(To do) Each line below should be retyped exactly, with no pictures.
***
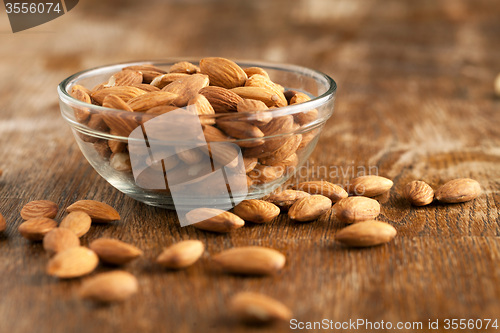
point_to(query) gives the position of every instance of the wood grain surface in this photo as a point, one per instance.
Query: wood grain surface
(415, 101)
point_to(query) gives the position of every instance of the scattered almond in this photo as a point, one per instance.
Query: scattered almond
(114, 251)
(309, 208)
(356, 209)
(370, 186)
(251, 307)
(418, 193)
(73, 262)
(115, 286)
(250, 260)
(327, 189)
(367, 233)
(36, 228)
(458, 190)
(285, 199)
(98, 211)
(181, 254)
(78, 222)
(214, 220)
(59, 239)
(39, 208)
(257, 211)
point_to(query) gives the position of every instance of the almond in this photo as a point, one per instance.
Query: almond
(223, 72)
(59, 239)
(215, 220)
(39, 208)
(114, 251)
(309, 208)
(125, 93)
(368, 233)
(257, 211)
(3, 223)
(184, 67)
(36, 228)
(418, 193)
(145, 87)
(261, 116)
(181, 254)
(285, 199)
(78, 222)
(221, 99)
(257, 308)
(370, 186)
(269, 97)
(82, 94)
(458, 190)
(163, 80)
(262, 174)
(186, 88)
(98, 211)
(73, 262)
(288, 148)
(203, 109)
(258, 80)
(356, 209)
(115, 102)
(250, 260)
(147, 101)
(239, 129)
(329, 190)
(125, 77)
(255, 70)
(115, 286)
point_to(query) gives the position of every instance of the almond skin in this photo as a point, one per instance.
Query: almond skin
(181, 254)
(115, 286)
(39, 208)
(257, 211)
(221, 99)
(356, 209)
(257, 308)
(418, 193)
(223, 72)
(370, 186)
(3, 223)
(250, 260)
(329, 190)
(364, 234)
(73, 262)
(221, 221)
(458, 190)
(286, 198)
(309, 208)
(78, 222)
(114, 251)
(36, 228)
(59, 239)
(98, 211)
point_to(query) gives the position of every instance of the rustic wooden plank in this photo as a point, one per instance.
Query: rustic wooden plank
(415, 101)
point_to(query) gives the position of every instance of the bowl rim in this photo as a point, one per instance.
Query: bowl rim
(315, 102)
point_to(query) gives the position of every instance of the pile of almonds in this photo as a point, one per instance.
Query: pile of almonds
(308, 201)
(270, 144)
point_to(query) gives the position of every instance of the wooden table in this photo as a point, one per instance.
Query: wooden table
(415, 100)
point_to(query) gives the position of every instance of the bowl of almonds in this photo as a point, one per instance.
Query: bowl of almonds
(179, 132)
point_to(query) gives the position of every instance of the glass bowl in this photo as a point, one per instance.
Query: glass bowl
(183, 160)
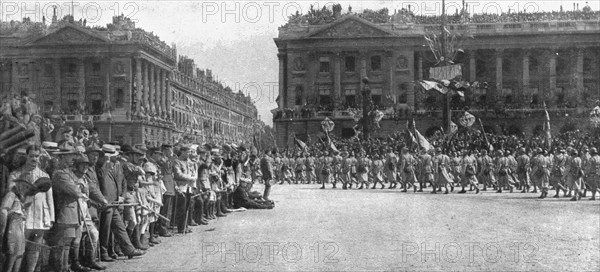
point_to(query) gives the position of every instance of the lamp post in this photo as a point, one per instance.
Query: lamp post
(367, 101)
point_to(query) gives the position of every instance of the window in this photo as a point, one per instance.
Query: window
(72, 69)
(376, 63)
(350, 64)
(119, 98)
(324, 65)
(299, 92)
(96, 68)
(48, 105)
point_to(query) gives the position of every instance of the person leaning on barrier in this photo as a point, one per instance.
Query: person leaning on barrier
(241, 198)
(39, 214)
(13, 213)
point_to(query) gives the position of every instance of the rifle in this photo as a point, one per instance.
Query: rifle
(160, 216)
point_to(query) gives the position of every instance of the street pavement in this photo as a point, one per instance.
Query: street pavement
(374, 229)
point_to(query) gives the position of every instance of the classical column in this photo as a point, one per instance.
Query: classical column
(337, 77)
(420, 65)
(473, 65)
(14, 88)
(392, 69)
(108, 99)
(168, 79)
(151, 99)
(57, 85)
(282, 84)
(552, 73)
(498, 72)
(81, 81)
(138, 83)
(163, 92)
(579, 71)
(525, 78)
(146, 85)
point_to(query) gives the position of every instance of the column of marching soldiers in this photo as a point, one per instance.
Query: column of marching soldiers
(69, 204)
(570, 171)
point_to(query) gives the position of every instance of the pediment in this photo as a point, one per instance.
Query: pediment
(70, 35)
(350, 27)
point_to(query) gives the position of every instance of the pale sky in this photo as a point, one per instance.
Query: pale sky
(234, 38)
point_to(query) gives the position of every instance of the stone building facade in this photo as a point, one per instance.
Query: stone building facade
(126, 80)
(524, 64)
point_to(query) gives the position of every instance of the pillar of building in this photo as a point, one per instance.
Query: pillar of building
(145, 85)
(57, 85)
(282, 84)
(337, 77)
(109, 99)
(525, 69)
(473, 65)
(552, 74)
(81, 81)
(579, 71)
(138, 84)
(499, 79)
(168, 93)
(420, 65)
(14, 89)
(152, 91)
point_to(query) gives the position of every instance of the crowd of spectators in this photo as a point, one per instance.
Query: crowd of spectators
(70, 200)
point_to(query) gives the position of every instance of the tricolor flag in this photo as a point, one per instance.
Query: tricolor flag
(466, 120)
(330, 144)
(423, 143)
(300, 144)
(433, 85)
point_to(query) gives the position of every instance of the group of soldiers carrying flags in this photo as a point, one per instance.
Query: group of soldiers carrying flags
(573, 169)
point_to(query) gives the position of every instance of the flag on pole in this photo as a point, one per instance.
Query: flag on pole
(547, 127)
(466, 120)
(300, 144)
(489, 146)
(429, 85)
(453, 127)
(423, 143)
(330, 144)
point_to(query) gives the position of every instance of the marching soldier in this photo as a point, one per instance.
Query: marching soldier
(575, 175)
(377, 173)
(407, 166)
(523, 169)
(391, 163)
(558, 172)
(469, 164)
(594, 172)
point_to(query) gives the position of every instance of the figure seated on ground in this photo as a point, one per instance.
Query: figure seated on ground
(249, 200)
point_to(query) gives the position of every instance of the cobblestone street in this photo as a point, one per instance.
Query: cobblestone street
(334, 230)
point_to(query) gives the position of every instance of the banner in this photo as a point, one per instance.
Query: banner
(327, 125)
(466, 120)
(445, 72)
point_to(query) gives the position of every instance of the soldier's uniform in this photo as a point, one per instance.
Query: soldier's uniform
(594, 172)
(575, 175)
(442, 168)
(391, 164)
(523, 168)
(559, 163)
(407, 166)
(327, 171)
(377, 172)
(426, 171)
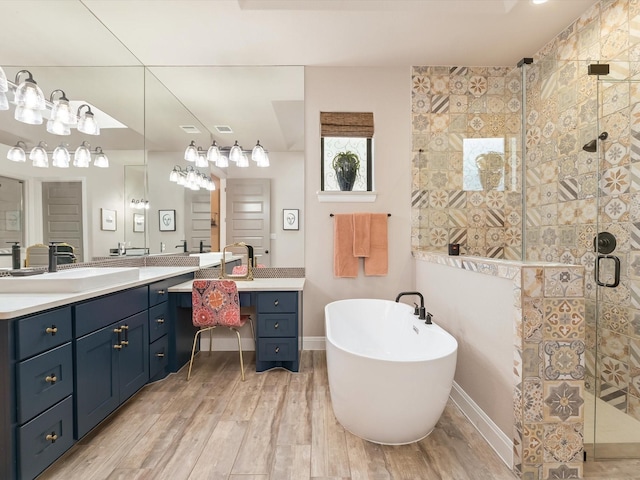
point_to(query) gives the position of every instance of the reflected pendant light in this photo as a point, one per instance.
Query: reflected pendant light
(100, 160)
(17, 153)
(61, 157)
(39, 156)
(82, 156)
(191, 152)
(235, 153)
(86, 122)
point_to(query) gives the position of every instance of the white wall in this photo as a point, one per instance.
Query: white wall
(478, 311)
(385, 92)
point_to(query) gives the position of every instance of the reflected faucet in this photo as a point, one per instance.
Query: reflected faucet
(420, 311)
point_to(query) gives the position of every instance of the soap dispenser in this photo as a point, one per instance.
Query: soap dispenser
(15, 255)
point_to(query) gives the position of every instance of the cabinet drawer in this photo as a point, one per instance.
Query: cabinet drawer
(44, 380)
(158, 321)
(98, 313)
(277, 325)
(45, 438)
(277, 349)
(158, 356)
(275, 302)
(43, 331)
***
(Expected answer)
point_to(query) gives the position of every instance of the wood grain surface in this photo as a point, one per instance.
Query: wood grain surface
(415, 101)
point_to(query) gives the position of every instance of the scattered almond in this photo as a point, one per instance.
Query: scattered almond
(114, 251)
(309, 208)
(356, 209)
(370, 186)
(251, 307)
(418, 193)
(73, 262)
(115, 286)
(250, 260)
(327, 189)
(367, 233)
(36, 228)
(458, 190)
(285, 199)
(98, 211)
(181, 254)
(78, 222)
(214, 220)
(59, 239)
(39, 208)
(257, 211)
point_to(query) gives the position of every instance of the almond in this photo as a point, one per instance.
Query: almond
(223, 72)
(59, 239)
(215, 220)
(39, 208)
(114, 251)
(309, 208)
(125, 93)
(368, 233)
(257, 211)
(3, 223)
(184, 67)
(36, 228)
(418, 193)
(145, 87)
(261, 116)
(181, 254)
(285, 199)
(78, 222)
(221, 99)
(257, 308)
(370, 186)
(269, 97)
(82, 94)
(458, 190)
(163, 80)
(262, 174)
(186, 88)
(98, 211)
(73, 262)
(288, 148)
(203, 109)
(258, 80)
(356, 209)
(115, 102)
(250, 260)
(147, 101)
(239, 129)
(329, 190)
(125, 77)
(255, 70)
(115, 286)
point_to(query) gives the position of every instance of the almond skin in this photo as a point, one per instance.
Query: almond skin
(181, 254)
(115, 286)
(39, 208)
(257, 211)
(221, 99)
(356, 209)
(257, 308)
(418, 193)
(223, 72)
(370, 186)
(3, 223)
(250, 260)
(329, 190)
(364, 234)
(73, 262)
(221, 221)
(458, 190)
(286, 198)
(309, 208)
(78, 222)
(114, 251)
(36, 228)
(59, 239)
(98, 211)
point_to(query) gives the position of every instance of the rustic wooden plank in this photo as a point, one per instance.
Query: rustic wooden plank
(415, 101)
point_to(query) gives the position of every instance of the bowl rim in this photo as a point, one per instance.
Query: bowl rim
(315, 102)
point_to(query) gives the position of every instance of the pile of almonds in this photo as a point, one per instance.
Query: pile of almonds
(308, 201)
(270, 144)
point_to(query) gives the position of every instance of the wooden table in this photo as a point, one per instance.
Query: wooden table
(415, 100)
point_to(query) gives the position of every instance of the bowl of almonds in this photo as a point, one per instance.
Query: bowl of almonds
(179, 132)
point_to(query) gives the position of every instance of the glass bowl in this photo as a point, one per instance.
Query: glass bowl
(183, 160)
point_to(query) gives the position of every instance of the lamp post in this photo as a point, one per instance.
Query: lamp post
(367, 101)
point_to(query) gives the position of every instance of the window in this photo as a point, one per instance.
Query: window
(72, 69)
(376, 63)
(350, 64)
(119, 98)
(324, 65)
(299, 92)
(96, 68)
(48, 105)
point_to(query) gives the position of every instance of the person leaning on barrier in this photo as a point, one per instance.
Query: person leaning on barrier
(241, 198)
(39, 214)
(13, 213)
point_to(query) gives the position of every instance of the rifle in this photo as a point, one per instance.
Query: rifle
(160, 216)
point_to(query) gives the position of every instance of the street pavement in this photo as a point, one per instance.
Query: street pavement
(374, 229)
point_to(query) gives the position of every instance of the classical column in this photo as a point, one per instance.
Query: classical column
(337, 77)
(420, 65)
(473, 65)
(14, 88)
(392, 69)
(108, 99)
(168, 79)
(151, 99)
(57, 85)
(282, 84)
(552, 73)
(498, 72)
(81, 81)
(138, 83)
(163, 92)
(579, 71)
(525, 78)
(146, 85)
point_to(query) gives the position of every instance of the column of marching soldiers in this photo as a point, one per instance.
Query: column of marching soldiers
(69, 204)
(570, 171)
point_to(query) gives the position of every instance of the pediment in this photo as a point, one per instance.
Query: pediment
(70, 35)
(350, 27)
point_to(query) gives the position of every instance of the pale sky in this photo as a point, one per instance.
Query: pale sky
(234, 38)
point_to(query) gives the position of every instance of the stone building facade in this photo as a point, one per instance.
Query: stone building facade
(126, 80)
(524, 64)
point_to(query) gives the position of every instance of the pillar of building in this photo as a point, one per instance.
Query: pillar of building
(145, 85)
(57, 85)
(282, 84)
(337, 77)
(109, 99)
(525, 69)
(473, 65)
(552, 74)
(81, 81)
(579, 71)
(138, 84)
(499, 79)
(168, 93)
(420, 65)
(14, 89)
(152, 91)
point_to(query) gives the position of every instance of the crowd of spectators in this photo as a point, one per instance.
Query: crowd of spectators
(70, 200)
point_to(query) gives the position of every instance of the tricolor flag in this photo as a point, one per instance.
Query: tricolor flag
(466, 120)
(330, 144)
(423, 143)
(300, 144)
(433, 85)
point_to(query) gives the position of every instance of the group of soldiers carrying flags in this photo as a point, one per instance.
Query: group of soldiers carrying flags
(573, 169)
point_to(query) gives the position of every instance of the flag on pole in this photo as a point, one per instance.
Query: flag on pole
(547, 127)
(466, 120)
(300, 144)
(489, 146)
(429, 85)
(453, 127)
(423, 143)
(330, 144)
point_to(query) gives the position of every instance of the marching soldier in this photo as a point, one per instance.
Query: marching soldier
(575, 175)
(377, 173)
(407, 166)
(523, 169)
(391, 163)
(558, 172)
(469, 164)
(594, 172)
point_to(query) gives the position of every instance of the figure seated on ground in this photo as a point, one per instance.
Query: figure seated on ground
(249, 200)
point_to(query) gives the position of every instance of the cobblestone street in this photo as a point, one per instance.
Query: cobblestone street
(334, 230)
point_to(query) gives the position of every instance of the banner in this photo as a point, one per instance.
Query: banner
(327, 125)
(466, 120)
(445, 72)
point_to(query) gives the position of every instance of the soldier's uniform in this photo as a point, one per instance.
Query: soldier's uniform
(594, 172)
(575, 175)
(442, 168)
(391, 164)
(523, 168)
(559, 163)
(407, 166)
(327, 171)
(377, 172)
(426, 171)
point_to(query) gives the position of every instance of the reflected pendant light in this photo as a point, one per instance.
Query: reflected pendant light
(100, 160)
(17, 153)
(61, 157)
(39, 156)
(82, 156)
(191, 152)
(235, 153)
(86, 122)
point_to(query) gives the position of every instance of the white wall in this photo as a point, one per instance.
Query: white wall
(478, 311)
(385, 92)
point_to(query) gives the position of every instance of the reflected faucet in this photo as a point, one per instance.
Query: reflected faucet
(420, 311)
point_to(query) gives the position of every instance of the soap dispenser in this photo as a point, one per instance.
Query: soap dispenser
(15, 255)
point_to(query) gives the position of every instance of the cabinet drawer in this photo as a point, one per instance.
Query: cabinet drawer
(44, 380)
(158, 321)
(98, 313)
(277, 325)
(45, 438)
(277, 349)
(158, 356)
(275, 302)
(43, 331)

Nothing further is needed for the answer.